*BRIEF:*
Rewrite the rows starting with the line containing "Target: garden path" and going on through the line containing "POLYGON ((337 213, 327", with "reply" replaced by "response" and everything else left unchanged.

[Start TASK MATERIAL]

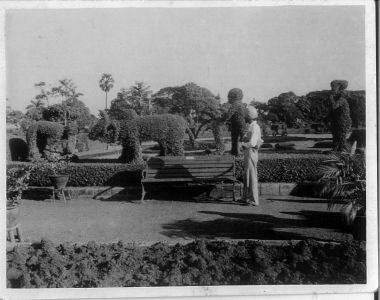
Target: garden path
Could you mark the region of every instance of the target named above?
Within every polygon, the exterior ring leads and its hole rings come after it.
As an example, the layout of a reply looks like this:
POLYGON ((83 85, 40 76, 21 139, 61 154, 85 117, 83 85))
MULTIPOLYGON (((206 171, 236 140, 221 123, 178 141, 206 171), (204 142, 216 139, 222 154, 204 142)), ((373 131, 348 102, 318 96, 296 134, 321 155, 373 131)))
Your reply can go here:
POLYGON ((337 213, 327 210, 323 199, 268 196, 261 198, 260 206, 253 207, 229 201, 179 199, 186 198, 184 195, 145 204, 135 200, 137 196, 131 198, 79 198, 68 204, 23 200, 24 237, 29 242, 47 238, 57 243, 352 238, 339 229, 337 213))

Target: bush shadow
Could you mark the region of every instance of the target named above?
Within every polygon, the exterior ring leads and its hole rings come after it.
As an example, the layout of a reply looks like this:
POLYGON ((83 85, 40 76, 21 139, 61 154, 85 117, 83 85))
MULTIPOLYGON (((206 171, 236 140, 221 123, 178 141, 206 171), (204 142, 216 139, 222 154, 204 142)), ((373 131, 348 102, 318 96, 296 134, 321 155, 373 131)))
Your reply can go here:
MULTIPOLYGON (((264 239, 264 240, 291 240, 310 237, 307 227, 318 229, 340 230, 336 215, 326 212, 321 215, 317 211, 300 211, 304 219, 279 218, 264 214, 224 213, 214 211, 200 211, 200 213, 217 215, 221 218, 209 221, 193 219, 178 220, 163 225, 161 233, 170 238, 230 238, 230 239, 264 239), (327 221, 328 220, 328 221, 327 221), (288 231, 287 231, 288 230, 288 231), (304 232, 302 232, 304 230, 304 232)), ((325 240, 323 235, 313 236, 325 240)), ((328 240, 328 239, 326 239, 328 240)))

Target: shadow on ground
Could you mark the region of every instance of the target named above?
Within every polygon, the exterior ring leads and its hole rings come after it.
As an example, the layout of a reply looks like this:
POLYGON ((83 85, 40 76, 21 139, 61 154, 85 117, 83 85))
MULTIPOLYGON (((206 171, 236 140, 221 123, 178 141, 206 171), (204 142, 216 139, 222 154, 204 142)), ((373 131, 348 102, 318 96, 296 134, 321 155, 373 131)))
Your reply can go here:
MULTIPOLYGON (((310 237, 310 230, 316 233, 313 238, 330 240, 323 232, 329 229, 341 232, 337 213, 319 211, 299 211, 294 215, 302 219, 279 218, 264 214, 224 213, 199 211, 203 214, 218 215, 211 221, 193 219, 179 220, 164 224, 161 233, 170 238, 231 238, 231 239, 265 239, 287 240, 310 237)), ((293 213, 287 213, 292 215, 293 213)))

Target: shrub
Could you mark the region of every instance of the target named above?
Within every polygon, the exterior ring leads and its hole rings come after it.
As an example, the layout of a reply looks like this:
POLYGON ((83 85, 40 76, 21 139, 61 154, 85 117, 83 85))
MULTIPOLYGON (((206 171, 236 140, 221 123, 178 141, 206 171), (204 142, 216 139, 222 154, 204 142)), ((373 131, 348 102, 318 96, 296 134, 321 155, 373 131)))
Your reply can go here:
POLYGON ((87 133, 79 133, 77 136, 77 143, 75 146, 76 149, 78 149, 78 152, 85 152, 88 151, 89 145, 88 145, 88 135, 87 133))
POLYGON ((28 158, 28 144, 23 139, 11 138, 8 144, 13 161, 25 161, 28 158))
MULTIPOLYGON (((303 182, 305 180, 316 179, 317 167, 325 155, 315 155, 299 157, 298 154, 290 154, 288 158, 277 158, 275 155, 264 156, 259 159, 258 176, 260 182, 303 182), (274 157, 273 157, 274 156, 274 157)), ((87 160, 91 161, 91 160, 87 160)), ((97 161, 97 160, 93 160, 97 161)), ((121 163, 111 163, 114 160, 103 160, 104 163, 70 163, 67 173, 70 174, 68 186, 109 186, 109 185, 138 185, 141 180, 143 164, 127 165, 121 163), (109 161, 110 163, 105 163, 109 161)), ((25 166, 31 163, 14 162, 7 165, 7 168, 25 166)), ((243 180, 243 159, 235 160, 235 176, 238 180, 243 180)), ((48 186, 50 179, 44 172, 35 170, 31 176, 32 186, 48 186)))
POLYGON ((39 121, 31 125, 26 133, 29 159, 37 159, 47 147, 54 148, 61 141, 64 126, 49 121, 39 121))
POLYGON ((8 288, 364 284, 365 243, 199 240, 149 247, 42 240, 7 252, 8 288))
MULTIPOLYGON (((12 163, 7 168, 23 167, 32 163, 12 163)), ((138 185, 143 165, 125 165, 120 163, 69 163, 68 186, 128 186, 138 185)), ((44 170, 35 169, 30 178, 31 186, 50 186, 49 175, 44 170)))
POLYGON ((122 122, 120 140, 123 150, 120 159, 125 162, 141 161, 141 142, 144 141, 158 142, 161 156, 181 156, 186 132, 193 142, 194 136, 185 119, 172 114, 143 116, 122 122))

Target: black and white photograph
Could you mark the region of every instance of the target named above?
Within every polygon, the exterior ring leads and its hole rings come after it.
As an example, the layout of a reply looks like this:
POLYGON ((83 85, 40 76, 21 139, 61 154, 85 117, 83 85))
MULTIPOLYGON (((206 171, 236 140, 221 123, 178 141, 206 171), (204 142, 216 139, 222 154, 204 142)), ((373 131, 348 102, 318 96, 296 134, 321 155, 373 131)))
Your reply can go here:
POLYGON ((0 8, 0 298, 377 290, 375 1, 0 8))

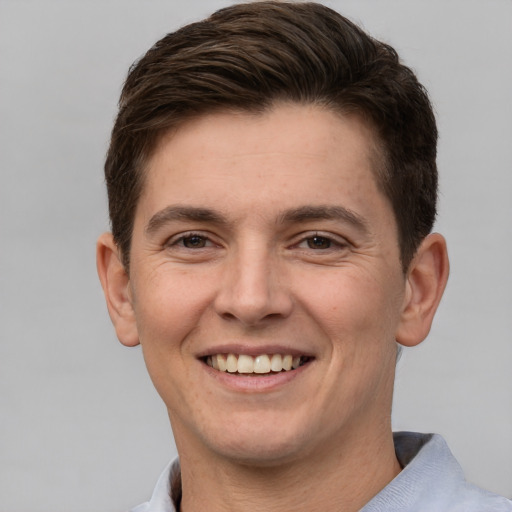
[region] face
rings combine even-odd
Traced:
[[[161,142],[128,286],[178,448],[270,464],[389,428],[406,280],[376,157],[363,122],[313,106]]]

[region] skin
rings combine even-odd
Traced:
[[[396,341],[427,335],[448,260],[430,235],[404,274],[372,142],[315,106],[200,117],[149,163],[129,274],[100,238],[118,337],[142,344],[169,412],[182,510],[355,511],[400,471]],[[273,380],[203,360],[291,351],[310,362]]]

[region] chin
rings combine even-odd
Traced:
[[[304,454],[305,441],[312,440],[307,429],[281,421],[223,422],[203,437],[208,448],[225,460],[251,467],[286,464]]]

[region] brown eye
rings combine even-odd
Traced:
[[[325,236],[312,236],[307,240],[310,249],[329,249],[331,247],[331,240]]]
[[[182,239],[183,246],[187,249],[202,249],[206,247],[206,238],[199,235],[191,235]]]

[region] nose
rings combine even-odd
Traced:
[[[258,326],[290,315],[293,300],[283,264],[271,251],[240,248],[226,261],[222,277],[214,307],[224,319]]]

[End TASK MATERIAL]
[Start TASK MATERIAL]

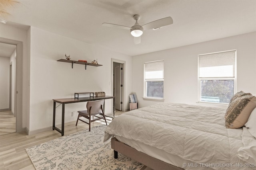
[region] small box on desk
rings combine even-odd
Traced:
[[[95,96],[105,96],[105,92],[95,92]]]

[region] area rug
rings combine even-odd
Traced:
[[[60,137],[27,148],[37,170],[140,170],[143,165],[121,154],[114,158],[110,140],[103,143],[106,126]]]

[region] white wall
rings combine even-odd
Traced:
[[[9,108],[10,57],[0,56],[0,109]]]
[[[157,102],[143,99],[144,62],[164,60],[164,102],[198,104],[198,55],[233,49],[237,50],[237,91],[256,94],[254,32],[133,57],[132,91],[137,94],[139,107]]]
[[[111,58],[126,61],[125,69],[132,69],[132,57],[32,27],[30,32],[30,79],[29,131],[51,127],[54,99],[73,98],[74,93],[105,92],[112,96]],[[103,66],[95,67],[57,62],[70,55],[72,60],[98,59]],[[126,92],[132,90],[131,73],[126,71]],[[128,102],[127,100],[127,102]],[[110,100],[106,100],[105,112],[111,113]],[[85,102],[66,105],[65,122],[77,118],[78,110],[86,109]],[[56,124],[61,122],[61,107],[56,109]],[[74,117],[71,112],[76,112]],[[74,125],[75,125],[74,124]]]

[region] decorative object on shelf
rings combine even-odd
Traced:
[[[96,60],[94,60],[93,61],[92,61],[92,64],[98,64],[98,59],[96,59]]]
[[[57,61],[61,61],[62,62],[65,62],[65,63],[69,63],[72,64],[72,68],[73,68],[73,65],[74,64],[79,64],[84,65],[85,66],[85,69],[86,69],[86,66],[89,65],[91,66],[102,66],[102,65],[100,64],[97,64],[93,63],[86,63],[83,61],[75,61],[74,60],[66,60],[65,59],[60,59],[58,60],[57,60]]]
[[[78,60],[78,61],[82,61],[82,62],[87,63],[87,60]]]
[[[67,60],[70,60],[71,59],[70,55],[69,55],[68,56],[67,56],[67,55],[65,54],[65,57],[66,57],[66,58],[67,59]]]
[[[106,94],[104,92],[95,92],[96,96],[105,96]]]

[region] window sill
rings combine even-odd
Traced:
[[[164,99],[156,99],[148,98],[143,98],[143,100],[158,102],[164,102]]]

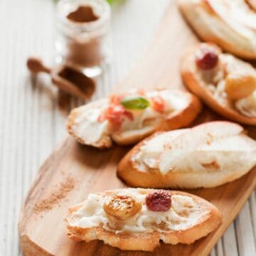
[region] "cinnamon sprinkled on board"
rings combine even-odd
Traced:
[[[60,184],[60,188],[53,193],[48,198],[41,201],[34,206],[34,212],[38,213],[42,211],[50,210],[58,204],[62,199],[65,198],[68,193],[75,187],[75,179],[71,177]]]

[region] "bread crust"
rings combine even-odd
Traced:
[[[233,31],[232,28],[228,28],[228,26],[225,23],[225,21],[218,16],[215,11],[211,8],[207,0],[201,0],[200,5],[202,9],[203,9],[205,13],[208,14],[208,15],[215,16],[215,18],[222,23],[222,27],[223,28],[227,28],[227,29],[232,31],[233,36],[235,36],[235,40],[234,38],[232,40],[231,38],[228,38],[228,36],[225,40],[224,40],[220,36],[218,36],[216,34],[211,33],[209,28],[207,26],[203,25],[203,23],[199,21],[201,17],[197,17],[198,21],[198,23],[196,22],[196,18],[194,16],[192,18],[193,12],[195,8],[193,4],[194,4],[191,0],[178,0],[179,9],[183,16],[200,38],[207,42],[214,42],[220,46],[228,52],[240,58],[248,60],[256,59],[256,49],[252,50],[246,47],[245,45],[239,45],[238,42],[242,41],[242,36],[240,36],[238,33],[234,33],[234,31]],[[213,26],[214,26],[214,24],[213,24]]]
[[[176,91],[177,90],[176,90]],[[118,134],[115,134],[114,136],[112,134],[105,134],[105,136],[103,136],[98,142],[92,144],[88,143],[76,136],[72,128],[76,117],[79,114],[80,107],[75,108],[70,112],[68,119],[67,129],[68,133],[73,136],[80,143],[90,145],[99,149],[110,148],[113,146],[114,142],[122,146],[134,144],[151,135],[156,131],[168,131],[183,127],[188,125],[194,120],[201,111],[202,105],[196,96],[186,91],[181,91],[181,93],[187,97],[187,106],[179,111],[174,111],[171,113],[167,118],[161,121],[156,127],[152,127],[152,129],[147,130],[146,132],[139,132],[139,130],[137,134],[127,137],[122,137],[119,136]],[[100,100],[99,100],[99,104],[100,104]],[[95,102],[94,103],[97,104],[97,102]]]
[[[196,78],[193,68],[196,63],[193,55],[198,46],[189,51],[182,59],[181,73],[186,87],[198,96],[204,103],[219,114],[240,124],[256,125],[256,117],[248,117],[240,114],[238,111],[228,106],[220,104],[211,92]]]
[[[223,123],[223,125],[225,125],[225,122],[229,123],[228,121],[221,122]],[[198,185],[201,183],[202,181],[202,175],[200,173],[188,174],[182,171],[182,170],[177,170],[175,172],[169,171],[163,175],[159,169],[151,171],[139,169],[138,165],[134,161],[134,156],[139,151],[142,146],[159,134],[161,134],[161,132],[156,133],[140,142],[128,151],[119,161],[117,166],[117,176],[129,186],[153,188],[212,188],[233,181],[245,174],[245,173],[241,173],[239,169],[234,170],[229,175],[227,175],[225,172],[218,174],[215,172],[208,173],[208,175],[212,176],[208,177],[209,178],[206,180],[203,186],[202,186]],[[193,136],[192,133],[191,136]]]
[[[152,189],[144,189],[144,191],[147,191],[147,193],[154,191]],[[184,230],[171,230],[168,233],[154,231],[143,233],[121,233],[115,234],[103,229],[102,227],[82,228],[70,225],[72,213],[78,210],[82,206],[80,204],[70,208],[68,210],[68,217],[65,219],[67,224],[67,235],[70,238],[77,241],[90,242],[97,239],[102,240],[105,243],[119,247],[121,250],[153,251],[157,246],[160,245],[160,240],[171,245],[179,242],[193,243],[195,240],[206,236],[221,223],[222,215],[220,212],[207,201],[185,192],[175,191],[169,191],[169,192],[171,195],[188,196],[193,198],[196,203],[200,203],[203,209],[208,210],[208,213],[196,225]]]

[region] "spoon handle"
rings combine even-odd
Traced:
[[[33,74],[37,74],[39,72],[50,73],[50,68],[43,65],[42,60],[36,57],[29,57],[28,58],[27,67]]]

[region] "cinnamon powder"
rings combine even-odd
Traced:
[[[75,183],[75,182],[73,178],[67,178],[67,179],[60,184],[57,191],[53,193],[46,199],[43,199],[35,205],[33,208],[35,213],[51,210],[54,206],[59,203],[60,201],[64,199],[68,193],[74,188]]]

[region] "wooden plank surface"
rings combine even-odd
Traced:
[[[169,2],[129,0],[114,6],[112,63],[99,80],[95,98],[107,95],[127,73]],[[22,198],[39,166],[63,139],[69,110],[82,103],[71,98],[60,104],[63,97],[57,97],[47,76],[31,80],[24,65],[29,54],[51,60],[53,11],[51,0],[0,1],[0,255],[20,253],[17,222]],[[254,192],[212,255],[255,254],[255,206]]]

[End TASK MATERIAL]

*OUTPUT BELOW:*
Target: garden path
Could you mark the region of every instance of the target named above?
Within every polygon, the exterior ring leads and its hole rings come after it.
As an example, the layout of a response looks like this:
POLYGON ((83 85, 40 76, 21 139, 61 154, 85 117, 83 85))
MULTIPOLYGON (((206 171, 236 140, 221 123, 178 141, 206 171), (204 142, 216 139, 222 154, 204 142)), ((373 131, 348 102, 318 96, 296 134, 321 155, 373 131)))
Your response can go here:
POLYGON ((337 213, 327 210, 323 199, 268 196, 261 198, 260 206, 253 207, 229 201, 179 199, 186 198, 184 195, 145 204, 135 200, 137 196, 131 198, 79 198, 68 204, 23 200, 24 237, 29 242, 47 238, 57 243, 352 238, 339 229, 337 213))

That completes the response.